*Dataset records*.
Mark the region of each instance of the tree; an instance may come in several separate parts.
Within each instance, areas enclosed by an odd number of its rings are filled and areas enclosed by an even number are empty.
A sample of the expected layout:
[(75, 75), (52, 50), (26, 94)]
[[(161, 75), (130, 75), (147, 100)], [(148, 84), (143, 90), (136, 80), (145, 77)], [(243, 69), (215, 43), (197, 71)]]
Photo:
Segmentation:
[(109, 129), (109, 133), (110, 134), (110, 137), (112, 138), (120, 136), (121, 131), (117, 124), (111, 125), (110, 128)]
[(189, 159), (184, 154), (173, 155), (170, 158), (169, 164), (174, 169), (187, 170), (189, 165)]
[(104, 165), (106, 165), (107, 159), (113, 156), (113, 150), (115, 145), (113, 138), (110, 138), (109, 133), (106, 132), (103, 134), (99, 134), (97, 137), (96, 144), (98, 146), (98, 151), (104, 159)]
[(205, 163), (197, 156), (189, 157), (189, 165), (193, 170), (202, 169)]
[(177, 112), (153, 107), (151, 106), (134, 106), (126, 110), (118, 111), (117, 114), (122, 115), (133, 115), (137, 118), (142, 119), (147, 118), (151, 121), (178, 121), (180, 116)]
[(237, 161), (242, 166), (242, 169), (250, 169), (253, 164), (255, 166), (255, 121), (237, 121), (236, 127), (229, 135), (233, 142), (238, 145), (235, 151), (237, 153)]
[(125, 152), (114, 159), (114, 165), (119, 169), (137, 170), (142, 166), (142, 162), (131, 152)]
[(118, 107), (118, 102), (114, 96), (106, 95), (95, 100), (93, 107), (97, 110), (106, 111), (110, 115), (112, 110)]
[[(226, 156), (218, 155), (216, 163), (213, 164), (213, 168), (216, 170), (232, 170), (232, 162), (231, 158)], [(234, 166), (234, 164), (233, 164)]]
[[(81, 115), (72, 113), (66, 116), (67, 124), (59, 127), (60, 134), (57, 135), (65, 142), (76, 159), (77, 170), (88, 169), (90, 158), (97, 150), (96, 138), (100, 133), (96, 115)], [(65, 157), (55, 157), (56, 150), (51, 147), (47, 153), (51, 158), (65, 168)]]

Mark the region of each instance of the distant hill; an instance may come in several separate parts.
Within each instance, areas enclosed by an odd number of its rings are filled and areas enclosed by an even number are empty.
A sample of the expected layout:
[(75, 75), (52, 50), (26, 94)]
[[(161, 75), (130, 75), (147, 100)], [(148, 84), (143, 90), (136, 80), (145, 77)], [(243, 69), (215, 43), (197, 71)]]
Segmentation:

*Problem description*. Put each line of the records above into a Markdown table with the columns Row and Line, numbering the rows and skipping blank lines.

*Exercise answer*.
| Row | Line |
|---|---|
| 1 | Mark the region of each instance of the tree; an instance may come in several separate parts. |
| 2 | Within each instance, areas enclosed by an odd number of its rings are filled and areas enclosed by an even number are empty. |
| 3 | A sample of the expected layout: |
| 4 | [(75, 75), (52, 50), (26, 94)] |
| 5 | [[(161, 75), (130, 75), (147, 100)], [(148, 84), (143, 90), (136, 80), (145, 77)], [(243, 69), (215, 43), (197, 71)]] |
| 6 | Photo: |
| 7 | Segmentation: |
| 8 | [(109, 129), (109, 133), (110, 134), (110, 137), (112, 138), (120, 136), (121, 131), (117, 124), (111, 125), (110, 128)] |
| 9 | [(189, 159), (184, 154), (173, 155), (170, 158), (169, 164), (174, 169), (187, 170), (189, 165)] |
| 10 | [(104, 165), (106, 165), (107, 159), (113, 156), (113, 150), (115, 145), (113, 138), (110, 138), (109, 133), (106, 132), (103, 134), (99, 134), (97, 137), (96, 144), (98, 146), (98, 151), (104, 159)] |
| 11 | [(205, 163), (197, 156), (189, 157), (189, 165), (193, 170), (202, 169)] |
| 12 | [(177, 112), (153, 107), (151, 106), (134, 106), (126, 110), (118, 111), (117, 114), (122, 115), (133, 115), (137, 118), (142, 119), (147, 118), (151, 121), (178, 121), (180, 116)] |
| 13 | [(237, 161), (242, 166), (242, 169), (250, 169), (253, 164), (255, 166), (255, 121), (237, 121), (236, 127), (229, 135), (233, 142), (238, 145), (235, 151), (237, 153)] |
| 14 | [(125, 152), (114, 159), (114, 165), (119, 169), (137, 170), (142, 166), (142, 162), (131, 152)] |
| 15 | [(118, 107), (118, 102), (114, 96), (106, 95), (95, 100), (93, 107), (97, 110), (106, 111), (110, 115), (112, 110)] |
| 16 | [[(226, 156), (218, 155), (216, 163), (213, 164), (213, 168), (216, 170), (232, 170), (232, 162), (231, 158)], [(234, 166), (234, 164), (233, 164)]] |
| 17 | [[(81, 115), (72, 113), (66, 116), (67, 124), (59, 127), (60, 134), (57, 135), (65, 142), (76, 159), (77, 170), (88, 169), (90, 158), (97, 150), (96, 138), (100, 133), (96, 115)], [(65, 157), (55, 157), (56, 150), (51, 147), (47, 153), (51, 158), (65, 168)]] |
| 18 | Mark the region of each instance of the distant hill; an instance may come in several separate parts. |
| 19 | Within each instance, areas enclosed by an odd number of its rings are filled and areas enclosed by an even number are empty. |
| 20 | A sample of the expected layout: |
| 21 | [(75, 75), (52, 50), (26, 94)] |
| 22 | [[(161, 75), (130, 75), (147, 100)], [(148, 84), (143, 90), (136, 80), (145, 77)], [(243, 69), (215, 43), (197, 71)]] |
| 23 | Segmentation: |